YOUR GOAL: Give back every line of the records below word for word, with no changes.

---*---

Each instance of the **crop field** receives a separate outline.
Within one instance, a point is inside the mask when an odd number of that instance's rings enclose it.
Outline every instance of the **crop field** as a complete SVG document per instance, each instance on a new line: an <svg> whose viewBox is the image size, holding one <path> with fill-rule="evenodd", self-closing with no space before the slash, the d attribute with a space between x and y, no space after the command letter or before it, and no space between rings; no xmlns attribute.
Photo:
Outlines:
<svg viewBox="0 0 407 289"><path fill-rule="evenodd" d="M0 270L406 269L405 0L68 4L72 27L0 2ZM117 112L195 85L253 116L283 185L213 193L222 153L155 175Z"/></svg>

---*---

IN RESPONSE:
Each instance of the **crop field** receives a separate outline.
Within one instance, a point is inside the mask when an odd number of that instance's rings enclose it.
Outline every instance of the **crop field** as a complete SVG document per instance, each instance on a new line: an <svg> whose viewBox is the image size, holding one <path> with fill-rule="evenodd", self-closing with no space before the slash, the d attribute with a space between x and y, no space after the command letter or before it, and no space between rings; no xmlns attribute.
Photo:
Outlines:
<svg viewBox="0 0 407 289"><path fill-rule="evenodd" d="M0 270L406 269L405 0L68 4L72 27L0 2ZM117 112L195 85L253 116L283 185L213 193L222 153L155 175Z"/></svg>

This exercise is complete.